* What you are asked to do
Lines of the data that contain the word "carved" are the ones to copy.

Input for this task: Begin

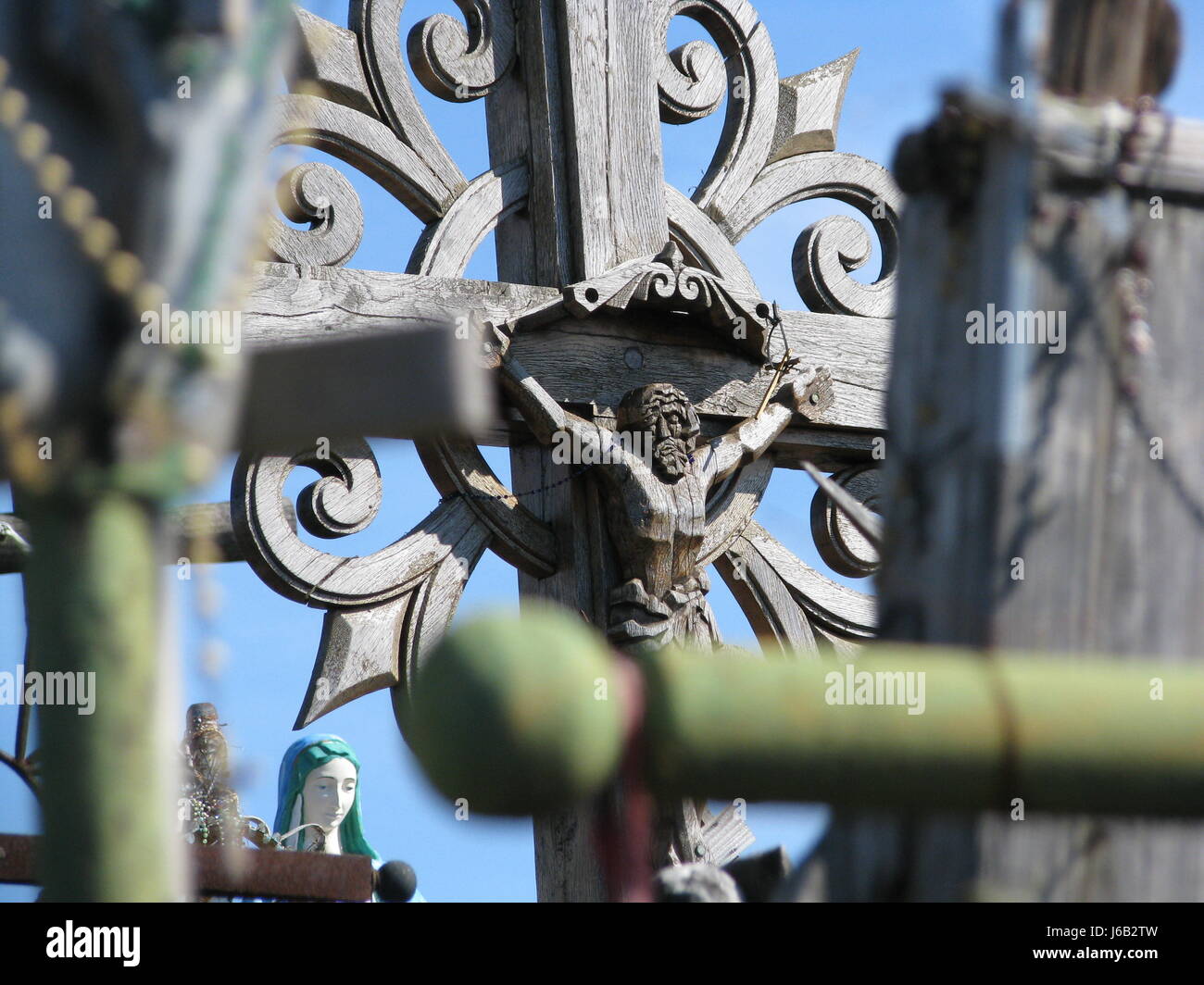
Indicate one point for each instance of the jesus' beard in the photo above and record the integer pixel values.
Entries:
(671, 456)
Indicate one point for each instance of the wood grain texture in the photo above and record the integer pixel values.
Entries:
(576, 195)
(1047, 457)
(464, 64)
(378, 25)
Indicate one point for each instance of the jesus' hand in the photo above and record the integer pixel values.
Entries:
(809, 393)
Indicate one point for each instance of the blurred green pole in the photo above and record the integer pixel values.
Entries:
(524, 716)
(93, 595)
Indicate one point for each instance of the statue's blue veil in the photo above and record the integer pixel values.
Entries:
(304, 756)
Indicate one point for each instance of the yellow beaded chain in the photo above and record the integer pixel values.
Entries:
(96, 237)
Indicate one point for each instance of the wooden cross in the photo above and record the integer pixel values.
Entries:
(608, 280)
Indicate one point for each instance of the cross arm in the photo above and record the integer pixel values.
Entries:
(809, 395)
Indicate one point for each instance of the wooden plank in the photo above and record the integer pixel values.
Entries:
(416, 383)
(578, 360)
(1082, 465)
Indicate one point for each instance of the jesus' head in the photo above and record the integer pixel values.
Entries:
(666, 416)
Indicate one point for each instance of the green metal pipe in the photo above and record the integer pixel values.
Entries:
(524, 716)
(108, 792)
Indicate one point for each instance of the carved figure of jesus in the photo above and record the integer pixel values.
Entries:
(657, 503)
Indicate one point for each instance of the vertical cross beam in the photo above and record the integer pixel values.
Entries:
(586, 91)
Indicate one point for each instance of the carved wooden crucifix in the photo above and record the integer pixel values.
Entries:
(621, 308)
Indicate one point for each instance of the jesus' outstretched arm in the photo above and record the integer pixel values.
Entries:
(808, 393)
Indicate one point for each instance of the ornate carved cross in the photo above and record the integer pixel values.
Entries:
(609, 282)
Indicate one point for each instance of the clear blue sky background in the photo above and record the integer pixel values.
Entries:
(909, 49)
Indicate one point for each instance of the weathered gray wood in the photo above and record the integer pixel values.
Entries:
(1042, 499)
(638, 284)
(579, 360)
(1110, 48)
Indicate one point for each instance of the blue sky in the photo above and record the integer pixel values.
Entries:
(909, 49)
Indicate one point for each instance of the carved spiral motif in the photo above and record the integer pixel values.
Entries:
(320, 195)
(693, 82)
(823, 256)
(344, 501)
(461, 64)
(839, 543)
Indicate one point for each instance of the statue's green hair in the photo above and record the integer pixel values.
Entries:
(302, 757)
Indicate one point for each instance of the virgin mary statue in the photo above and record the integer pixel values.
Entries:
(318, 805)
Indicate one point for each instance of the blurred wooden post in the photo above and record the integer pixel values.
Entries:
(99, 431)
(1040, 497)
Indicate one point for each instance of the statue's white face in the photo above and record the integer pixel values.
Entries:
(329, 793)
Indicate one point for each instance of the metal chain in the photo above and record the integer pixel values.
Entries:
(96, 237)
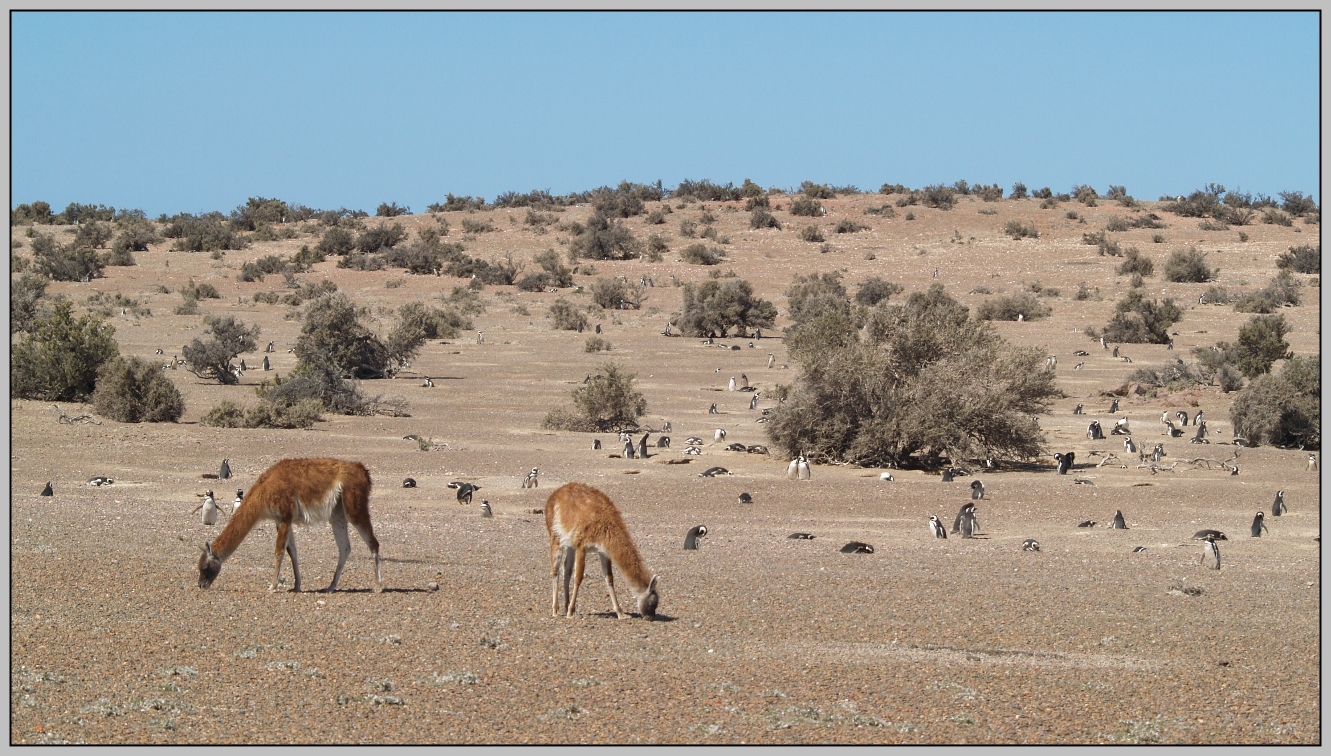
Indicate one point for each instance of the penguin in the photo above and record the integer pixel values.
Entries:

Input for this task: End

* Answer to this problem
Indicate one point for each instance of the carved figure of jesus in the photo above and record the integer pixel values.
Indicate one point for each instance of the carved wooden crucifix in the photo above and record the integer pixel values.
Indicate one point for each instance of the ornate carved cross in the photo above and record the integer pixel values.
Indicate one point for each instance of the carved spiral motif in the photo above and record the integer pixel values.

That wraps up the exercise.